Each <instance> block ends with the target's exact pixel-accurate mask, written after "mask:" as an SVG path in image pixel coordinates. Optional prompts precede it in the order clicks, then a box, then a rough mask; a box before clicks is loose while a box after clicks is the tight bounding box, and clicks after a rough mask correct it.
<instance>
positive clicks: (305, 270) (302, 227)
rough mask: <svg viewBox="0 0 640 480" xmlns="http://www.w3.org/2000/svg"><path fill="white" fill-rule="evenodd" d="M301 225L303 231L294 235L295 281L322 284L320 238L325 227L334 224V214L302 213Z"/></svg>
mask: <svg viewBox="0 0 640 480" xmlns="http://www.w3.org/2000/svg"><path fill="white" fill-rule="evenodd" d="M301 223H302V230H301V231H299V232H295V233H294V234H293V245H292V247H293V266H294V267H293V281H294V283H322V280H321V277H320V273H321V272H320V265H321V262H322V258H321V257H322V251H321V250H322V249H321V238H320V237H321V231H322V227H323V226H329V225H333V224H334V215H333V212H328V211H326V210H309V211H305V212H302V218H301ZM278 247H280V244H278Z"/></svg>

Description of the task:
Gather each line in the entries above where the string "instance" is found.

Result for this task:
Each <instance> block ends with the target's exact pixel-accurate mask, written after "mask:" as an SVG path in image pixel coordinates. Optional prompts precede it in the order clicks, then a box, then a rough mask; a box before clicks is loose while a box after clicks is the tight bounding box, and clicks after a rough mask correct it.
<instance>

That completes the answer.